● SELECTED EXCERPT:

Thursday, March 29, 2018



Last November, the excellent Cineform codec went open-source. Cineform is a high-quality intermediate codec in the same spirit as DNxHR and Prores, with the notable distinction that it is based on wavelet, as opposed to DCT, compression.

Wavelets are great for editing; because the underlying transforms operate on the entire frame, wavelet codecs are free of the banding and blocking artifacts that other codecs suffer from when heavily manipulated. The best-known wavelet codec is probably RED's .R3D format, which holds up in post-production almost as well as uncompressed RAW.

Cineform has a few other cool tricks up its sleeve. Firstly, it is fast; the whole program is written using hand-tuned SSE2 intrinsics. It also supports RAW, which is convenient; encoded RAW files can be debayered during decoding into a large variety of RGB or YUV output formats, which helps in maintaining a simple workflow - any editor which supports Cineform can transparently load compressed RAW files.

● EXCERPTED DATA:
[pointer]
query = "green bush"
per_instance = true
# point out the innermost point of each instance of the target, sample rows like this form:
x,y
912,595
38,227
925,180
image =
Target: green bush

● TO BE DONE:
(A) Reproduce the full Cineform post word for word.
(B) Transcribe every line of the entry, with no changes.
The Cineform post and the entries are unrelated pieces of material.

● RESPONSES IN ORDER:
(A)
Thursday, March 29, 2018



Last November, the excellent Cineform codec went open-source. Cineform is a high-quality intermediate codec in the same spirit as DNxHR and Prores, with the notable distinction that it is based on wavelet, as opposed to DCT, compression.

Wavelets are great for editing; because the underlying transforms operate on the entire frame, wavelet codecs are free of the banding and blocking artifacts that other codecs suffer from when heavily manipulated. The best-known wavelet codec is probably RED's .R3D format, which holds up in post-production almost as well as uncompressed RAW.

Cineform has a few other cool tricks up its sleeve. Firstly, it is fast; the whole program is written using hand-tuned SSE2 intrinsics. It also supports RAW, which is convenient; encoded RAW files can be debayered during decoding into a large variety of RGB or YUV output formats, which helps in maintaining a simple workflow - any editor which supports Cineform can transparently load compressed RAW files.

(B)
[pointer]
query = "green bush"
per_instance = true
# point out the innermost point of each instance of the target, sample rows like this form:
x,y
912,595
38,227
925,180
image =
Target: green bush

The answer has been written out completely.